> [Aufgabenstellung]: Suche aus den folgenden Daten jede Zeile heraus, die das Wort „sign“ enthält, und schreibe diese Zeilen unverändert ab.

+++ Daten der Übung

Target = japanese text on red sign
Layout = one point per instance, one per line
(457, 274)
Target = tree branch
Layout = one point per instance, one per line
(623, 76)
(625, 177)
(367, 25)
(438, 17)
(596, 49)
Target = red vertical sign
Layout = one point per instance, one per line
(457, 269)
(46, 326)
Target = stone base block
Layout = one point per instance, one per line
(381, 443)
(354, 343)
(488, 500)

++++++
+++ Daten der Übung

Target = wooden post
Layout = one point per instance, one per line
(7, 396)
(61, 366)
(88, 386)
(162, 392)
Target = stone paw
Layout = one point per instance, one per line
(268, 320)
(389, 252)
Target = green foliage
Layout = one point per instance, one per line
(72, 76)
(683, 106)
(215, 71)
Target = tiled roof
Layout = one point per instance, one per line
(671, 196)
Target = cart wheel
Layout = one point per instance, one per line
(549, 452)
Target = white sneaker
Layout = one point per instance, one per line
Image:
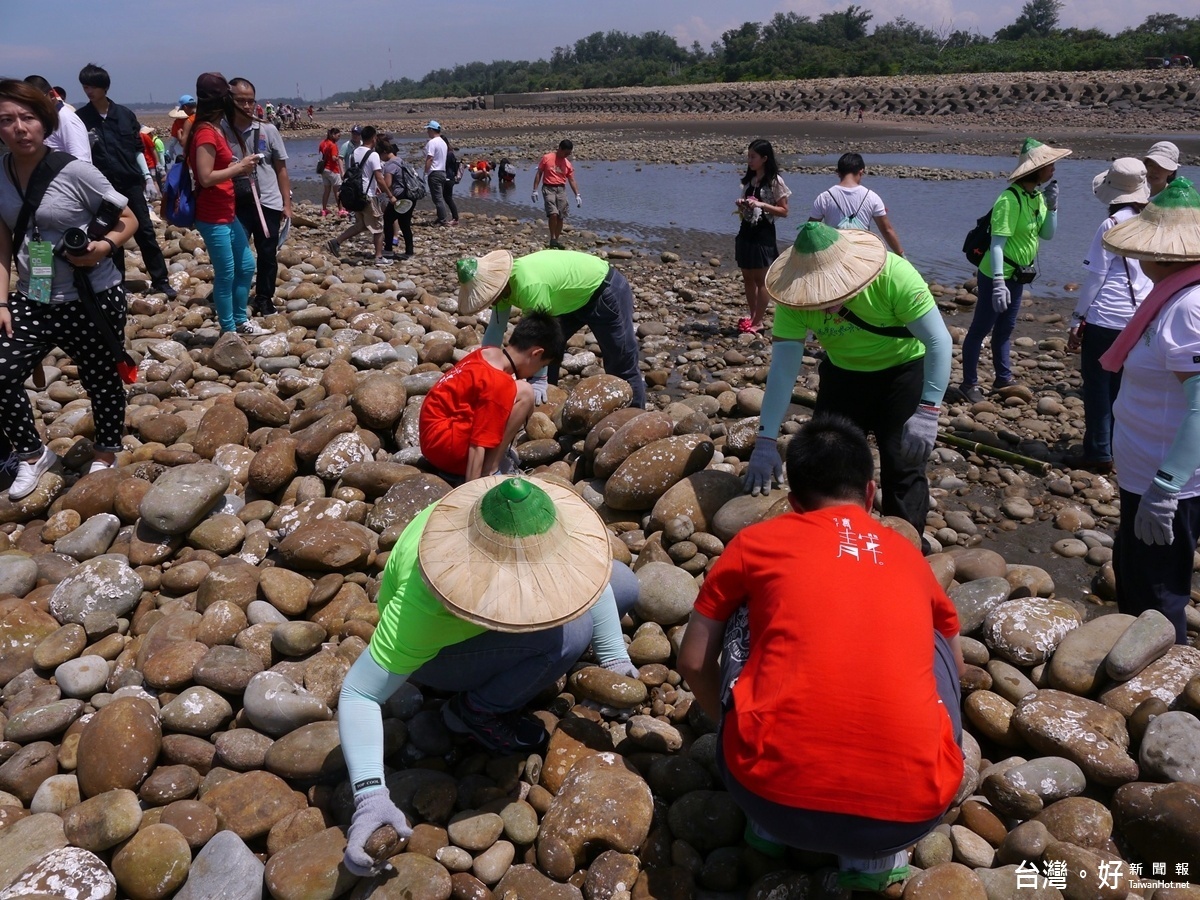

++++++

> [Musterlösung]:
Target = japanese text on red sign
Target = red vertical sign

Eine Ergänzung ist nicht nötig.